Verità, giustizia e misericordia di Dio
Cosí come Dio partecipa affettivamente alle sofferenze e alle necessità fisiche e morali delle sue creature, che in quanto tali sono già costitutivamente insufficienti e imperfette, anche l’uomo, benché limitato e fallibile, è chiamato ad esser partecipe delle difficoltà e dei bisogni del proprio prossimo. Se Dio soccorre sempre e comunque chi avverte anche solo implicitamente di avere bisogno del suo aiuto, anche l’uomo, nell’ambito della sua specifica quotidianità, è tenuto a soccorrere il prossimo suo, ovvero colui o colei che si mostrino bisognosi di amore e di aiuto anche senza farne esplicita richiesta.
Dio si sente mosso gratuitamente a compassione verso la creatura in difficoltà ponendola in condizione di elevarsi verso di Lui e di tendere alla giustizia o alla legislazione divina e l’uomo, beneficiario della misericordia divina, dovrebbe sentirsi sollecitato in modo del tutto disinteressato a compatire il prossimo suo e a prendersene cura con tatto e intelligenza, sia pure nei limiti delle proprie possibilità.
Dio è amore, è ontologicamente misericordioso perché dotato di perfetta capacità di discernimento e di giudizio. Se Egli non fosse in grado di stabilire cosa esattamente è bene e male, giusto o ingiusto, la sua misericordia non potrebbe sussistere, perché il sentirsi vicini a chi è ferito, debole e bisognoso di cure, presuppone necessariamente che lo si ritenga un bene, presuppone che si giudichi giusto stare accanto a chi soffre e anela ad uno stato di benessere. Dunque, sarà anche vero, come dice papa Francesco, che la giustizia di Dio è la sua misericordia, nel senso che la prima implica la seconda, ma è altrettanto certo che la giustizia divina non è riducibile a misericordia, non si esaurisce in essa, perché questo significherebbe che Dio sia esclusivamente misericordioso, senza nessun riguardo per le sue altre proprietà che sono, come viene ripetutamente sottolineato nelle Sacre Scritture, la verità e per l’appunto la giustizia. Anche Gesù dice chiaramente di essere “via, verità e vita”.

#### MATERIALE FORNITO:
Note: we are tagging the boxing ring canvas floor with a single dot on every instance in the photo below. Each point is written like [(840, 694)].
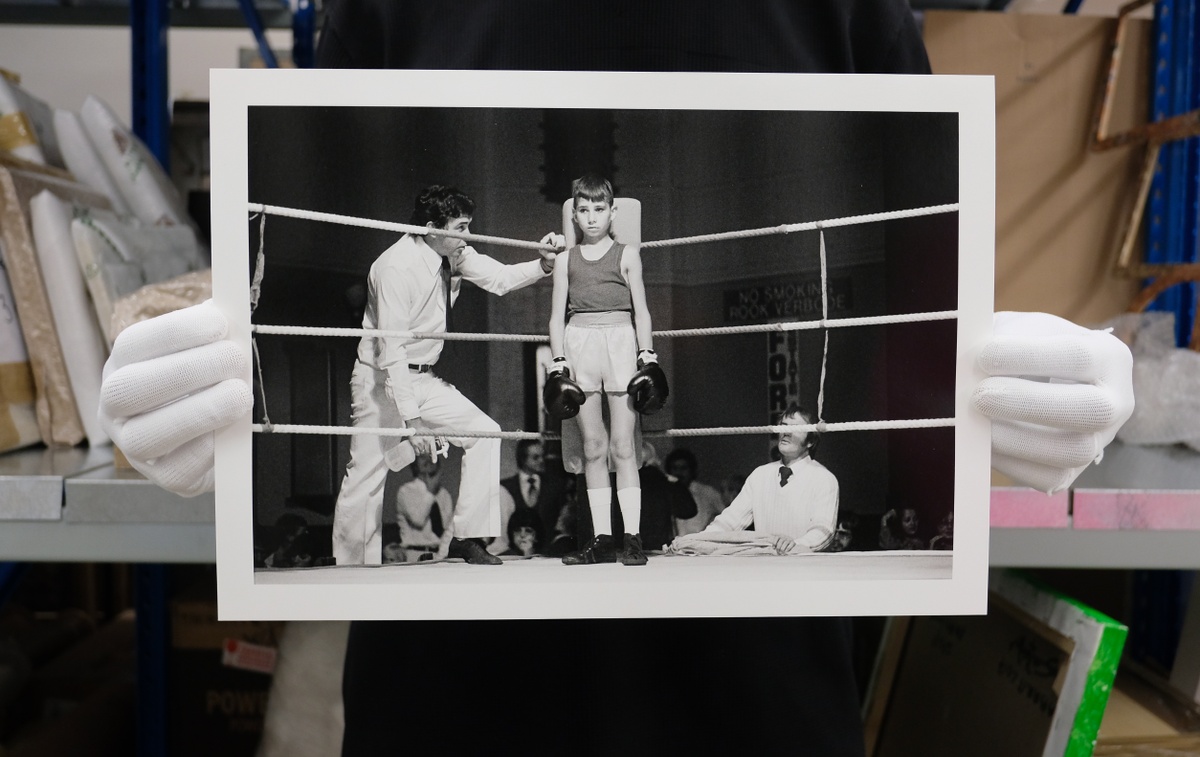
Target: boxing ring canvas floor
[(877, 583), (685, 569)]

#### CONSEGNA DELL'ESERCIZIO:
Cambia per favore "compassione" in "pietà" e riscrivi il brano sulla misericordia di Dio partendo dalle parole "Dio si sente" e fermandoti dopo "delle proprie possibilità.".

#### SVOLGIMENTO DELL'ESERCIZIO:
Dio si sente mosso gratuitamente a pietà verso la creatura in difficoltà ponendola in condizione di elevarsi verso di Lui e di tendere alla giustizia o alla legislazione divina e l’uomo, beneficiario della misericordia divina, dovrebbe sentirsi sollecitato in modo del tutto disinteressato a compatire il prossimo suo e a prendersene cura con tatto e intelligenza, sia pure nei limiti delle proprie possibilità.